# What you have to do
Using the listing below, copy every line that mentions "wooden".

[Start of Attachment]

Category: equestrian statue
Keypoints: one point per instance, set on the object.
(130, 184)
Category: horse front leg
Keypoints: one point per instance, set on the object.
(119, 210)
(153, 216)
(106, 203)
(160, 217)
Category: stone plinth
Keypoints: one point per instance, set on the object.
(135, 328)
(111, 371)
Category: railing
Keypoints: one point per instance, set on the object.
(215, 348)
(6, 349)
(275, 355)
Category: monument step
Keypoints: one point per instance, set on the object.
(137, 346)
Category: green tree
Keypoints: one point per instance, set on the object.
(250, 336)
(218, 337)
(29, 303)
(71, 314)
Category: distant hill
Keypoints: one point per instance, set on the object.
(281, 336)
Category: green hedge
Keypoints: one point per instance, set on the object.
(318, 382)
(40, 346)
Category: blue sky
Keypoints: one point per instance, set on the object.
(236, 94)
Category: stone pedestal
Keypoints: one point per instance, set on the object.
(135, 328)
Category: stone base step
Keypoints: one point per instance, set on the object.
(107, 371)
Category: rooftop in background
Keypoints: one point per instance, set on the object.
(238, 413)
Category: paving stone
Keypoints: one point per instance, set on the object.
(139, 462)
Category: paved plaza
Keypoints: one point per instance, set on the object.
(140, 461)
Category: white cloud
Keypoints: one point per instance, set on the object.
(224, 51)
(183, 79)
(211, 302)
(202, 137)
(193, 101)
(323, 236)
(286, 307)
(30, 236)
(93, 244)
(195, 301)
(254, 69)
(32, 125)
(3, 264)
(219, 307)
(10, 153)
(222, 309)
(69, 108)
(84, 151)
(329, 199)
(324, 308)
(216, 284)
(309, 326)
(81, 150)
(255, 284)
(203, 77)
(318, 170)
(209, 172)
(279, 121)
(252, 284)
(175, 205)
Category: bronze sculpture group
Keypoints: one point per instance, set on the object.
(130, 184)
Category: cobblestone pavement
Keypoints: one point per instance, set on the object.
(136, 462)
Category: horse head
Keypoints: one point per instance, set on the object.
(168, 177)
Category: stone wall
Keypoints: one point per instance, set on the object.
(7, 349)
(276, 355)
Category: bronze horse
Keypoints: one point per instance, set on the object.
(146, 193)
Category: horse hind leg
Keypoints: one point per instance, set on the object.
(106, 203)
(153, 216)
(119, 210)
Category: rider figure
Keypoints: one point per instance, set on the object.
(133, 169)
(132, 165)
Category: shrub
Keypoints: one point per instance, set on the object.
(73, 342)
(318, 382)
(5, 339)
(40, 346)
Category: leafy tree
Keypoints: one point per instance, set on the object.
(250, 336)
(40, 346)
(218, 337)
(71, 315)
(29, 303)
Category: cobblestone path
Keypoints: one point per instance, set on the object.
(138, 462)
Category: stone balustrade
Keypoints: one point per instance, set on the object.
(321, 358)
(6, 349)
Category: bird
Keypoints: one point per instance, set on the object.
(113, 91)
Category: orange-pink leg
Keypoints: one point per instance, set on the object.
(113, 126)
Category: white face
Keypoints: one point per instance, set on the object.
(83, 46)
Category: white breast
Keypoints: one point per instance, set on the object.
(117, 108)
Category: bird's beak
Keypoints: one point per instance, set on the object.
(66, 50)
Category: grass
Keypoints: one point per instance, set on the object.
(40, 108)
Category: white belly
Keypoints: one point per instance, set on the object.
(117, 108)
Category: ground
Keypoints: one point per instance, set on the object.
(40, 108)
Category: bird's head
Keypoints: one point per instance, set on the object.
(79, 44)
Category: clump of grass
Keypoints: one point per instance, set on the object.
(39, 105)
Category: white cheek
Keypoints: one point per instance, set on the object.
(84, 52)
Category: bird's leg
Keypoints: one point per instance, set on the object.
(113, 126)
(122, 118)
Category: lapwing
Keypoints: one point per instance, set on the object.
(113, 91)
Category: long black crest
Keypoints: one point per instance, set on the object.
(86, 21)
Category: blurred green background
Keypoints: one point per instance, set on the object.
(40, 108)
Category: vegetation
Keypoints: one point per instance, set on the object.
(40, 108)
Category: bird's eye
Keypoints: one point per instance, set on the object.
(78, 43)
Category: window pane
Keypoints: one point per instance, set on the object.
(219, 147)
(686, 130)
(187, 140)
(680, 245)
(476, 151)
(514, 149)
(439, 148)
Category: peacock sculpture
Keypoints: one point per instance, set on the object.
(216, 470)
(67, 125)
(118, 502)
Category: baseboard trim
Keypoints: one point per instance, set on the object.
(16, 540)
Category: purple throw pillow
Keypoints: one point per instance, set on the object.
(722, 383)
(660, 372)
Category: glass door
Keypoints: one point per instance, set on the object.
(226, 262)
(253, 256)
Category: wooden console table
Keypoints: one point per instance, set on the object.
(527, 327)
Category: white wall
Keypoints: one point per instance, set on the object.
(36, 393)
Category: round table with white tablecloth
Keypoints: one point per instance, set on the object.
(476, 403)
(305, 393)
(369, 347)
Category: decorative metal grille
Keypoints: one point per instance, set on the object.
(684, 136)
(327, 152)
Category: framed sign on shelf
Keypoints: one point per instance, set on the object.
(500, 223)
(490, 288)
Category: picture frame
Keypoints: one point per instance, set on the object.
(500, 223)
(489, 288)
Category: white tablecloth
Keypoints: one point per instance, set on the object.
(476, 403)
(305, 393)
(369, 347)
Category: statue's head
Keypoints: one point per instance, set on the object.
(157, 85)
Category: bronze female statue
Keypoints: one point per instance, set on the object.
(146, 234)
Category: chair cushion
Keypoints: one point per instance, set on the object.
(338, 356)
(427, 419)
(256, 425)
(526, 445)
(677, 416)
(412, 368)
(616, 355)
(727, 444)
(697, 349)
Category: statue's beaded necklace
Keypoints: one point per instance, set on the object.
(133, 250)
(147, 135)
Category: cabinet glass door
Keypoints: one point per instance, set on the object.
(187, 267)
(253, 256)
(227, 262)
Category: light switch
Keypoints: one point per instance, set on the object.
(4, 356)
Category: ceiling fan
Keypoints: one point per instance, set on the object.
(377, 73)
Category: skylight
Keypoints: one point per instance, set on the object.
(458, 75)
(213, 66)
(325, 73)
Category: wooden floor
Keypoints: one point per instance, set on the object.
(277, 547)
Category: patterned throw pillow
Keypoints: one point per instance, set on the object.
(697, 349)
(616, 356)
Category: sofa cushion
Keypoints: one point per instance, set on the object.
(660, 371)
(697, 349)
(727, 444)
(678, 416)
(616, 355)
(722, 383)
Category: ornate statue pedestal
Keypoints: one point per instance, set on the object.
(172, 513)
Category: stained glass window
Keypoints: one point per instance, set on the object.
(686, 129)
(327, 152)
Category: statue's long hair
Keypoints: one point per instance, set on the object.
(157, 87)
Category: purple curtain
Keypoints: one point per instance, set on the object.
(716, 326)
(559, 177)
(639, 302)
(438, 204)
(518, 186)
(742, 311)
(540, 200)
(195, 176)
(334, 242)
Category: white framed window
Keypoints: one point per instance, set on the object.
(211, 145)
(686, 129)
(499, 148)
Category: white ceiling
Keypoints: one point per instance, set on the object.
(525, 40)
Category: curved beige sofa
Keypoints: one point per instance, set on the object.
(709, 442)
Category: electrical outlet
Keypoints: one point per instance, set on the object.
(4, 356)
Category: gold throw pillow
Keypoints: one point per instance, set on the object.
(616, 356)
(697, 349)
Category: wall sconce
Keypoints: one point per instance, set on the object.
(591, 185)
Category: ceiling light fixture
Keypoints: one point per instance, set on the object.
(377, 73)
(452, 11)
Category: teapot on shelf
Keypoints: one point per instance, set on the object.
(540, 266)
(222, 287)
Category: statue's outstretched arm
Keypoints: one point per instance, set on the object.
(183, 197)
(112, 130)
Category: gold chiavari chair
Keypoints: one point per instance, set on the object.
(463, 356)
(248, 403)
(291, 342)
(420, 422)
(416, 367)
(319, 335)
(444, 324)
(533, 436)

[End of Attachment]

# Output for this task
Category: wooden console table
Category: wooden floor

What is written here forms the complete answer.